(Pointing dataset excerpts)
┌──

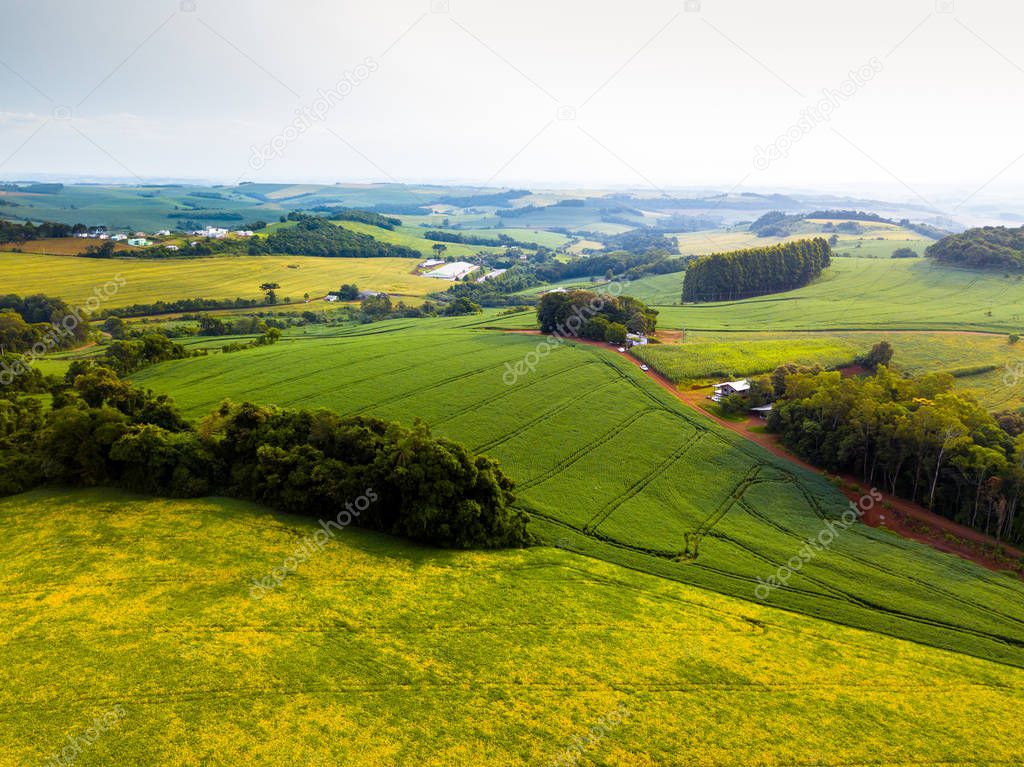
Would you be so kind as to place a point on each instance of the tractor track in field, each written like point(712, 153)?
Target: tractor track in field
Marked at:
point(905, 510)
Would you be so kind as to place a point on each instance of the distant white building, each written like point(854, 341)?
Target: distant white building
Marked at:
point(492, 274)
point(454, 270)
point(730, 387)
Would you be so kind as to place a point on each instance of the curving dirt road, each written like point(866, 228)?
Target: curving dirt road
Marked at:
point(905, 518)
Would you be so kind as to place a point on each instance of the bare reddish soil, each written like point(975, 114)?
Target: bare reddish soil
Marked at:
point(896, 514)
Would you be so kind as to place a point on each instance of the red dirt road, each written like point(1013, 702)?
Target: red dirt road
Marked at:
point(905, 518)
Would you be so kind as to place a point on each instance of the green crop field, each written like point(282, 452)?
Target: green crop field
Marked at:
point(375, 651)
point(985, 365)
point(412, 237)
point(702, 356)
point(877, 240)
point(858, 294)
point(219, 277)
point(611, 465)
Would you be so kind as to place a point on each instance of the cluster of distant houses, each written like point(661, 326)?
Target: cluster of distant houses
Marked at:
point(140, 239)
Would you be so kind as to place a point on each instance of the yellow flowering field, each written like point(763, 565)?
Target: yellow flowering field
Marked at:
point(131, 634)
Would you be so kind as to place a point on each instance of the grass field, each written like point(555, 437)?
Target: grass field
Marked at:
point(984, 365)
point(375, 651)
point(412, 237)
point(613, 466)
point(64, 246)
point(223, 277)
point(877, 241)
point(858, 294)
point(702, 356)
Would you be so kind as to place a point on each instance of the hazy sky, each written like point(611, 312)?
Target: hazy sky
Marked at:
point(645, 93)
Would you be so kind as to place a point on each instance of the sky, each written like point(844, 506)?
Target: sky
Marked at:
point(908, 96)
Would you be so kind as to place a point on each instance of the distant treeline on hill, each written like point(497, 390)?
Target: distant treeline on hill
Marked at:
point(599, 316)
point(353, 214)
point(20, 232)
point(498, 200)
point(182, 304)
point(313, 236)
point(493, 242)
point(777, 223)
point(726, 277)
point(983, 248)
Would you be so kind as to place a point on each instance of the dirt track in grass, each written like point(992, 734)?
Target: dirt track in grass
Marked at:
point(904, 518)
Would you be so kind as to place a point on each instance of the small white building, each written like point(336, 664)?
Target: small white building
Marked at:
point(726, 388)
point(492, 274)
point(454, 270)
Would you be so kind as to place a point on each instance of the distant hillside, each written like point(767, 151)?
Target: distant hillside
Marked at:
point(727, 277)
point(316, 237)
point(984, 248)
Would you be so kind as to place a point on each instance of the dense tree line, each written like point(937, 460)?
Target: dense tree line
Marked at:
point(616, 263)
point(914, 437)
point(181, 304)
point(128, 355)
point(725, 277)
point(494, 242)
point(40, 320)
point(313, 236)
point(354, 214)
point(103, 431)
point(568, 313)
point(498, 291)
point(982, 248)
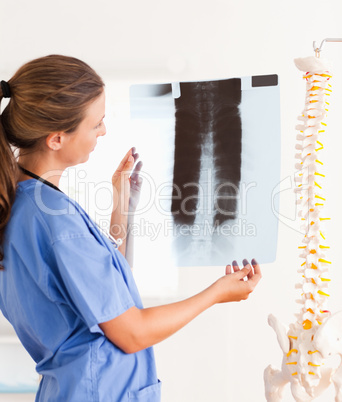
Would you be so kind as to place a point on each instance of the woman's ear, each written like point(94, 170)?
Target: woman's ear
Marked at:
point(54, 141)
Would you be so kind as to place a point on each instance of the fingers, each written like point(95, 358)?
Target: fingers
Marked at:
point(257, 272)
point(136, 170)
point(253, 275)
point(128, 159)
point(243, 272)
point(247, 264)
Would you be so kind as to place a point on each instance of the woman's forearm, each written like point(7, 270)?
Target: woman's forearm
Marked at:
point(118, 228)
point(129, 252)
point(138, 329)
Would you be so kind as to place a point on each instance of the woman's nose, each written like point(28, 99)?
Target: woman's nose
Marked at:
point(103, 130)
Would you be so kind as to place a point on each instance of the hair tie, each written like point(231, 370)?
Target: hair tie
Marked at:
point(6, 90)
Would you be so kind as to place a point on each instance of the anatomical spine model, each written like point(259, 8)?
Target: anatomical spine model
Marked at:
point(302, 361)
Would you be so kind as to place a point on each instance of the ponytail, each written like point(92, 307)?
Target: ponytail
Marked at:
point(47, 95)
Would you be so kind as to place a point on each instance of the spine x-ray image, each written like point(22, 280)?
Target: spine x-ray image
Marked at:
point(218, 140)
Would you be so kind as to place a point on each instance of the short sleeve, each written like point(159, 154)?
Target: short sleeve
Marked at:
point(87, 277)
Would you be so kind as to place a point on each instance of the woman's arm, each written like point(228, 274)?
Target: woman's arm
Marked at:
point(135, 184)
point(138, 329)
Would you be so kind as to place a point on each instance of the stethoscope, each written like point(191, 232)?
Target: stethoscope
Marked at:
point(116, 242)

└──

### Objective
Reproduce the data from the line containing "like point(497, 390)?" through the line containing "point(54, 141)", both included, offsetting every coordinate in the marked points by 82. Leave the requests and their sample points unchanged, and omit the pictures.

### Answer to this task
Would you be so kind as to place a point on each instance of the distant treeline on hill, each written like point(497, 390)?
Target: distant treeline on hill
Marked at:
point(681, 398)
point(435, 296)
point(102, 314)
point(580, 282)
point(264, 386)
point(395, 318)
point(575, 324)
point(859, 305)
point(808, 359)
point(1065, 330)
Would you be so kind as to place a point on each instance of the dirt track in grass, each written like point(992, 734)?
Target: dirt track in grass
Marked at:
point(986, 600)
Would you be so kind as to place a point on each instance of the small white building, each written like point(336, 664)?
Target: small white building
Marked at:
point(808, 470)
point(574, 356)
point(536, 352)
Would you be so kind as to place a point on each instance of the distant hillside, each written like point(767, 151)?
Target: distant hillside
Marked at:
point(809, 359)
point(398, 319)
point(1066, 330)
Would you be so kind as to place a point on each instance of the dense tree line, each written like point(937, 460)?
Target: dense tree line
Marked at:
point(698, 345)
point(996, 519)
point(263, 386)
point(210, 437)
point(807, 359)
point(576, 324)
point(122, 402)
point(395, 318)
point(436, 296)
point(185, 513)
point(650, 395)
point(580, 373)
point(1064, 330)
Would you be so kind as to place a point on each instance of the woman's ear, each written like point(94, 170)?
Target: woman's ear
Marked at:
point(136, 223)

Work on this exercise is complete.